▶ _Rows from a dataset_:
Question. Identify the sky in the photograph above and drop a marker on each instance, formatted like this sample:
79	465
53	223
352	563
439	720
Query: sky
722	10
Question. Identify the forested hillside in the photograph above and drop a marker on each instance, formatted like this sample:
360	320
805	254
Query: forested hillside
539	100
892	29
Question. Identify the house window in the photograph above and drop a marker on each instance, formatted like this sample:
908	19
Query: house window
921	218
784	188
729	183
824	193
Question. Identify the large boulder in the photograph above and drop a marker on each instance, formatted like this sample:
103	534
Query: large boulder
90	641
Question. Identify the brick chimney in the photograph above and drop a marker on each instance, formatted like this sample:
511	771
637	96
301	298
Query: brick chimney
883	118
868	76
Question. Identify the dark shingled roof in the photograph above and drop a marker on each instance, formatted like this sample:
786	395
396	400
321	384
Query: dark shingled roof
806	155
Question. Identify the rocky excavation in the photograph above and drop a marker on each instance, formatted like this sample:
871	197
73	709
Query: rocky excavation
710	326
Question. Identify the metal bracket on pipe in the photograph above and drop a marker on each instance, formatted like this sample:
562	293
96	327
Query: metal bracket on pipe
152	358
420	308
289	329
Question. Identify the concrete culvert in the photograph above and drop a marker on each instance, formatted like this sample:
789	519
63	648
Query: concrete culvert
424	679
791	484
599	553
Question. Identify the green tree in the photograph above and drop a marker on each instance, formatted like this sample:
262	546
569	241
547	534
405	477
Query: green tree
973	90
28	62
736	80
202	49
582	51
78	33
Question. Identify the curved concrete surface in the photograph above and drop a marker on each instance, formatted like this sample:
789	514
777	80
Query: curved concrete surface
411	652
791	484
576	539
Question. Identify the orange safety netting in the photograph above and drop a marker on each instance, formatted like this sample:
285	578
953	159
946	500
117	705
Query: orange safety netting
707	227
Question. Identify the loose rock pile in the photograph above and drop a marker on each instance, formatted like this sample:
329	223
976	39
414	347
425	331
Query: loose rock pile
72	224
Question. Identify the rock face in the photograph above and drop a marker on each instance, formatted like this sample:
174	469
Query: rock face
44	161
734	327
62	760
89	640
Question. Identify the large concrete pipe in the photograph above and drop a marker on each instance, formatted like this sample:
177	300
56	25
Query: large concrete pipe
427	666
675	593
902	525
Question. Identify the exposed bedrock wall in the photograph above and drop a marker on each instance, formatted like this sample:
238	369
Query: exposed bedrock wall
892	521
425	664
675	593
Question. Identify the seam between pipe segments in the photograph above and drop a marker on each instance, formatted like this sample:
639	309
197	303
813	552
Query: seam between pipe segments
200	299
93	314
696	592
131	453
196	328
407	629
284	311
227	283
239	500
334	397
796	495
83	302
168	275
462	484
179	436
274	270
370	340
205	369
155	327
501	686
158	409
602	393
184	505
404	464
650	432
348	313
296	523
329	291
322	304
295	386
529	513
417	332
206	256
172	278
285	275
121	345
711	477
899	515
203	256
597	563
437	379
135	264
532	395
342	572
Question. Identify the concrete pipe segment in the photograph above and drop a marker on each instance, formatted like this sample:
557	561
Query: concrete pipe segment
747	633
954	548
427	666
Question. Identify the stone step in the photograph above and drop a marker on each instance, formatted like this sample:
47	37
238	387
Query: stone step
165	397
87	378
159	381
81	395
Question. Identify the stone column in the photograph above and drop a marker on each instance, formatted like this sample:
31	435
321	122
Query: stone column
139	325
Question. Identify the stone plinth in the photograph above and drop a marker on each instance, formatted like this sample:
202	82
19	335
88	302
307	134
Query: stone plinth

▶ _The task_: Starting with the line that contains "Question. Identify the stone plinth" and going on through the end of the rows, write those lines out again with "plinth" swapped for "pedestal" and nothing else changed.

▶ _Exercise answer_:
Question. Identify the stone pedestal in the photograph above and drop a marker on each instance, formatted like this sample:
202	82
19	335
88	302
307	134
Query: stone pedestal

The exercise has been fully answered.